What the task asks: Return only that part of the material below which starts with the line containing "Dear assistant, the user would like the wooden shelf plank" and goes on through the line containing "Trail-cam footage analysis", restated exactly.

[Opening Task input section]

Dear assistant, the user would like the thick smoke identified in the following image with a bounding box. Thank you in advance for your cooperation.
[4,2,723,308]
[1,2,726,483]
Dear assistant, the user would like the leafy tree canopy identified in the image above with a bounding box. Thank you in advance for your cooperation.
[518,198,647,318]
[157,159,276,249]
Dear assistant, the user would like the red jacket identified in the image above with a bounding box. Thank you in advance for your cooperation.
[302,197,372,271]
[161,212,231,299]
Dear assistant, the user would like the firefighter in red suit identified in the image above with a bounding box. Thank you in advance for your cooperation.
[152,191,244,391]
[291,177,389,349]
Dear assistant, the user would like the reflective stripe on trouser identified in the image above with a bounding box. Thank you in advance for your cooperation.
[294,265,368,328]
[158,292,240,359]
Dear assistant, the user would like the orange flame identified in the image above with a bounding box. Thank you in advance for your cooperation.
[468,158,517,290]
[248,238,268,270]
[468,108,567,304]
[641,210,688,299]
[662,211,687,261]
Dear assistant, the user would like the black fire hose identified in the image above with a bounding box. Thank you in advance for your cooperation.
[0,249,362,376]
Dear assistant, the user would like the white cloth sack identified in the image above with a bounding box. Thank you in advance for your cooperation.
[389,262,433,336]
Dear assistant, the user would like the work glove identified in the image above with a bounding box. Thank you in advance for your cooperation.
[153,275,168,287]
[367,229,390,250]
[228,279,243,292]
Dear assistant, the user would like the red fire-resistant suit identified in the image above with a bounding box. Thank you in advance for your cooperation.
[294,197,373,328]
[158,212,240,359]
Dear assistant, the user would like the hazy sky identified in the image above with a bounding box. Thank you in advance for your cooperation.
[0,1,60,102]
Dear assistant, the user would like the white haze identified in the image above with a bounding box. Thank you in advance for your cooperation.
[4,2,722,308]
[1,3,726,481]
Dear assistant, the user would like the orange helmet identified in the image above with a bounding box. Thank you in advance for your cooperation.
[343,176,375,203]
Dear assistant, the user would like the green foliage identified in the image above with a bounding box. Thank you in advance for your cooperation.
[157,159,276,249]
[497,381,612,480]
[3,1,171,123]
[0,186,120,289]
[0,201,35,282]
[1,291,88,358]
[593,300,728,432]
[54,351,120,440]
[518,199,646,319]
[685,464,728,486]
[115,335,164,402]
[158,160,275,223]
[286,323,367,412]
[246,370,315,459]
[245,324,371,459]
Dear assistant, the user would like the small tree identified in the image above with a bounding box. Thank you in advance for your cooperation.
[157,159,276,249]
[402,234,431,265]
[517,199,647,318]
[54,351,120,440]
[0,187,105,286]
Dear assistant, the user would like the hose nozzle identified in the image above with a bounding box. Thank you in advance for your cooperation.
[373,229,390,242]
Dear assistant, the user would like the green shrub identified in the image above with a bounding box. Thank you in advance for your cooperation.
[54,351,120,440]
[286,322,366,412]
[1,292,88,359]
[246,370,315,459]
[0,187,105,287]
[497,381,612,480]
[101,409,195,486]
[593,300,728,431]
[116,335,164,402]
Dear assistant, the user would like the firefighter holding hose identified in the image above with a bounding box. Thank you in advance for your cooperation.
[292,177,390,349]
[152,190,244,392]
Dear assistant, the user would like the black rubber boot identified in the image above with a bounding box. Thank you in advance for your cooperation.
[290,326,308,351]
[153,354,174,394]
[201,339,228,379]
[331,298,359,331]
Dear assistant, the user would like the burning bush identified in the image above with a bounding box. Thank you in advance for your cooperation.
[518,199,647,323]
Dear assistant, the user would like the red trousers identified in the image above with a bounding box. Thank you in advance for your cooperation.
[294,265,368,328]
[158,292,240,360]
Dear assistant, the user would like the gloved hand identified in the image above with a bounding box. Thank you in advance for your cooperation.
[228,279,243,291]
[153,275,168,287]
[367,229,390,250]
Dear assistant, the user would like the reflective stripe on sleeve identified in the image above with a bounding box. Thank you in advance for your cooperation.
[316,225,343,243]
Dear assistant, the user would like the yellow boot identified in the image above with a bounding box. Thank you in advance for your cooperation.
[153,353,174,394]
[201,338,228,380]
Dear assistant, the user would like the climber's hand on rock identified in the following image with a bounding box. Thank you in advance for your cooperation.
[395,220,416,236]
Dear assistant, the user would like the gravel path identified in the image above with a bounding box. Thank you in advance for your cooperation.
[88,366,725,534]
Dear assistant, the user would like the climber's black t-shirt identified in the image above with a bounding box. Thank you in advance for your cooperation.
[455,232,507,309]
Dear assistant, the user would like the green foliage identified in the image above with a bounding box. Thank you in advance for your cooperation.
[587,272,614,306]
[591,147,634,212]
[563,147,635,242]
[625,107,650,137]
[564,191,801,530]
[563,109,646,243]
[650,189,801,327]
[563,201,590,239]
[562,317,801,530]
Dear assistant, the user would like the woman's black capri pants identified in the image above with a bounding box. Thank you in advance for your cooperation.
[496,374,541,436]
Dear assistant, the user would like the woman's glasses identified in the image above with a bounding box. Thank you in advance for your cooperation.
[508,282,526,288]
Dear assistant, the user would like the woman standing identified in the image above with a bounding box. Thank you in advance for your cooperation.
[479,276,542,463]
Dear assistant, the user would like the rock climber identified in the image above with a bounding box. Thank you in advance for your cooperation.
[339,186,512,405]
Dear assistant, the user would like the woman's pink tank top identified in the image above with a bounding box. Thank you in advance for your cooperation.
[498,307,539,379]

[Closing Task input section]
[Opening Task input section]

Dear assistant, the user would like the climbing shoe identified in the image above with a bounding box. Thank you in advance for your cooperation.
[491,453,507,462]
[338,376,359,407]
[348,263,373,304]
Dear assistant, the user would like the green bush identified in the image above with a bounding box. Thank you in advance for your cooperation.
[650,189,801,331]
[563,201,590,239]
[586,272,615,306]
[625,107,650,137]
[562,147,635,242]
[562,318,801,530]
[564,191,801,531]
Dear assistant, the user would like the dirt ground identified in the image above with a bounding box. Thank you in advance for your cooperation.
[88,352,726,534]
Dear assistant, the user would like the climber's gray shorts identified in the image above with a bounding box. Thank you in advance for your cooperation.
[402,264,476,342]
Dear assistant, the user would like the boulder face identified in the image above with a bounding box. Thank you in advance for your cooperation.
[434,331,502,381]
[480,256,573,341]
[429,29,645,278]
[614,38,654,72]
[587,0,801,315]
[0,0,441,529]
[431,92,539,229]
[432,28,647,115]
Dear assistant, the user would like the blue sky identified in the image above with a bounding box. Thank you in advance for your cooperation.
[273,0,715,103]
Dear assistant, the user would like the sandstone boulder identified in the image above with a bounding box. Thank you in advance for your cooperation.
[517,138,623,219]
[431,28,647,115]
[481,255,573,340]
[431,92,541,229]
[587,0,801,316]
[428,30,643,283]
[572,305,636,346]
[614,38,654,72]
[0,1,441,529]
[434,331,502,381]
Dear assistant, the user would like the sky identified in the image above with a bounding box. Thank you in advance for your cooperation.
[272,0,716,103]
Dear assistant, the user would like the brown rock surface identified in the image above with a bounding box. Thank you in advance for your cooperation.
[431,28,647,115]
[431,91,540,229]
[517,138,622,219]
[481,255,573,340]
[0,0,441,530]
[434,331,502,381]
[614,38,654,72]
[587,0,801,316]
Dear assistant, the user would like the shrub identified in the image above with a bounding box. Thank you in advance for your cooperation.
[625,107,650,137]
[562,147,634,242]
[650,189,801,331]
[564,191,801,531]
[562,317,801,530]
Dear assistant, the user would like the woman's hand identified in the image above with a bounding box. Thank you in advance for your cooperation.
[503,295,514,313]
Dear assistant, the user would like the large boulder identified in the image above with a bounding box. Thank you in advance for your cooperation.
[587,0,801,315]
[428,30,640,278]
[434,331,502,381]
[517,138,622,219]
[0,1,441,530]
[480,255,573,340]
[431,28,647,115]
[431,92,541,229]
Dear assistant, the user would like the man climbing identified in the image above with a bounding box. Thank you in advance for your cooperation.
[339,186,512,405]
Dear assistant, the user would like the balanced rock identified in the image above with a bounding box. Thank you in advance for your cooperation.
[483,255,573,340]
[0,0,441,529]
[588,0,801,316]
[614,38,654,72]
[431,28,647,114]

[Closing Task input section]
[Opening Task input section]

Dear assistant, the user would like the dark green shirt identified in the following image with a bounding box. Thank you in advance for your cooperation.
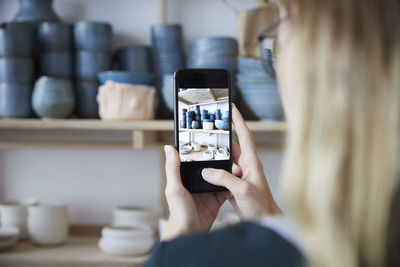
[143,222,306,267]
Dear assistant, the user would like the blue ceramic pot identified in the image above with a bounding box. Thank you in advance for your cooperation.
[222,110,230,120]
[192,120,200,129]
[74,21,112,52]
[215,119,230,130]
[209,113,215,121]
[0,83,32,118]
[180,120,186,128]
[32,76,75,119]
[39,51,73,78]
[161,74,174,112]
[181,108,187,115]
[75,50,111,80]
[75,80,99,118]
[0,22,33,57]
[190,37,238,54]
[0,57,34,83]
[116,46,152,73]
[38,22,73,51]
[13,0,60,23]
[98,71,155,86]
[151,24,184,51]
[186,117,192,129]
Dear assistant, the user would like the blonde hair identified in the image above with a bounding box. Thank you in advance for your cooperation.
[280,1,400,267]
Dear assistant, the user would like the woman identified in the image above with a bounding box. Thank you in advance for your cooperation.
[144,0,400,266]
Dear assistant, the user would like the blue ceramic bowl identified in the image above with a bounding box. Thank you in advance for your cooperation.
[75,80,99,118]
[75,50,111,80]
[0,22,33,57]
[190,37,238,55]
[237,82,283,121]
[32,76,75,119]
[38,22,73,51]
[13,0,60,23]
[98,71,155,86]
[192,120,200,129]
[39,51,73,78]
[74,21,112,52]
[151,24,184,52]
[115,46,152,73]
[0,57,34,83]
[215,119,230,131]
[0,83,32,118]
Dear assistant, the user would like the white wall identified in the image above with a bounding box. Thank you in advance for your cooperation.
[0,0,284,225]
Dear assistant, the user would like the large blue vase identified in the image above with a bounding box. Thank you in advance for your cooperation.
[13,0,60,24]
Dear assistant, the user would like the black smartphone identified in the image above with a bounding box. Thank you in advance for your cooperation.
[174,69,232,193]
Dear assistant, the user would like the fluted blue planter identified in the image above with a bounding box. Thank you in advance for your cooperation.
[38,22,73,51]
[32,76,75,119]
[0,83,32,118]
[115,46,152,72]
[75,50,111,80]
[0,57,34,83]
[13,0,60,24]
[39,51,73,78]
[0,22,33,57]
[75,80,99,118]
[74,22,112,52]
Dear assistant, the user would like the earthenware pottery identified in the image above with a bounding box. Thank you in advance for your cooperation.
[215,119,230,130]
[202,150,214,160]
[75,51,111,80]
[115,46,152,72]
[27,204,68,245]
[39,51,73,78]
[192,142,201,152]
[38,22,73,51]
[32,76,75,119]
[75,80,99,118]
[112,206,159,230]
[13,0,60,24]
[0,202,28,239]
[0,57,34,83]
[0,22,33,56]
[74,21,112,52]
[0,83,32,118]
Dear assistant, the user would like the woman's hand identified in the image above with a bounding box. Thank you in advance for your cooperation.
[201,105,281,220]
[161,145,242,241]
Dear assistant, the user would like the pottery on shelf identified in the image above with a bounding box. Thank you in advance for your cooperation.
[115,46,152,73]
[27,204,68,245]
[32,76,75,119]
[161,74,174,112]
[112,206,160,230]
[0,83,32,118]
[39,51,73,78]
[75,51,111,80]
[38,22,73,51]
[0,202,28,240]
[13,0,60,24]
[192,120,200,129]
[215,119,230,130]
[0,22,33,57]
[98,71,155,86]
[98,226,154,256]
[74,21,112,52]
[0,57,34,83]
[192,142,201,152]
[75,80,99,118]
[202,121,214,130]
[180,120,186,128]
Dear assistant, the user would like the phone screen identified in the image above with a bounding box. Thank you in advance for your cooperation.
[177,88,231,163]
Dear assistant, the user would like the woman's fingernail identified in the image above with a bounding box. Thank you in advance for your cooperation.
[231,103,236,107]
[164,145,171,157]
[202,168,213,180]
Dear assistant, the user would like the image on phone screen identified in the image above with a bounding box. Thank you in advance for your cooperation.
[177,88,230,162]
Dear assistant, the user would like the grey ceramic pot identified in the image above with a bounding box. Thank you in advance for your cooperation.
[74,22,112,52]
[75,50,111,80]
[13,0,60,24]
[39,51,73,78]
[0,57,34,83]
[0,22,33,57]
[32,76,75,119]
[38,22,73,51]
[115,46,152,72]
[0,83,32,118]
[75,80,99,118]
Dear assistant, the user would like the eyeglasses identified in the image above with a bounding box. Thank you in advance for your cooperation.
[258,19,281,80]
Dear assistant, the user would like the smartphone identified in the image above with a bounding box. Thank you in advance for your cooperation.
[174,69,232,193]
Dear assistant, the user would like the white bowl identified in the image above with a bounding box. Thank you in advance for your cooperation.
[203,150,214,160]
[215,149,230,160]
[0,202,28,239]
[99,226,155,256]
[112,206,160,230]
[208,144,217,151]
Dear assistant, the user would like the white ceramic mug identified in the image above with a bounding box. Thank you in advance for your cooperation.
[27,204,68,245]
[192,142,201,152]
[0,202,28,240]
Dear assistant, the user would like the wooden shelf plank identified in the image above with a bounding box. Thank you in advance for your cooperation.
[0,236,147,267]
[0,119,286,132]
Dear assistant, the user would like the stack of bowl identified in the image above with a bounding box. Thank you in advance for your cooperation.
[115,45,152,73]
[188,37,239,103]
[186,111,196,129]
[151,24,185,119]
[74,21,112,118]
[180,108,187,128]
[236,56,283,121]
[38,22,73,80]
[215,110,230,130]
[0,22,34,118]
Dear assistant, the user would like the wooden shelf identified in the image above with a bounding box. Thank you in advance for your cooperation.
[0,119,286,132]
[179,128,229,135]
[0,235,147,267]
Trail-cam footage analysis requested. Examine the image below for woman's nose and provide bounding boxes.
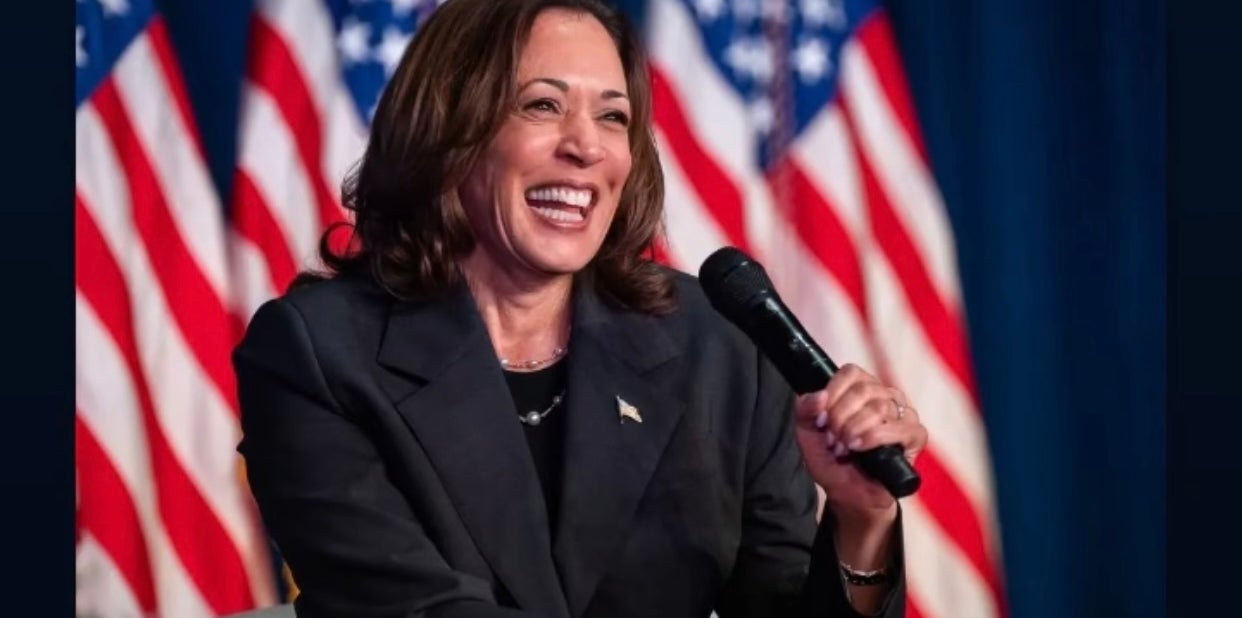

[Closing Task input section]

Task response:
Dear assistant, the user would like the wooden shelf plank identified in the image above with a bounding box. Thank you in advance for your cooperation.
[0,236,147,267]
[0,119,286,132]
Dear assistant, the user would like the stack of bowl identified in the image above with a bounding box. Thank you in advance for your cooperation.
[115,45,152,73]
[188,37,239,103]
[186,111,196,129]
[151,24,185,119]
[74,21,112,118]
[180,108,187,128]
[236,56,283,121]
[38,22,73,80]
[215,110,230,130]
[0,22,34,118]
Dear assistant, the user would like the wooden shelf identified in the image above with a bounding box. Thank you in advance for your cooperation.
[0,119,286,132]
[179,128,229,135]
[0,235,147,267]
Trail-cam footage analysis requested. Examine the image below for woman's nose and provide bounding boxes.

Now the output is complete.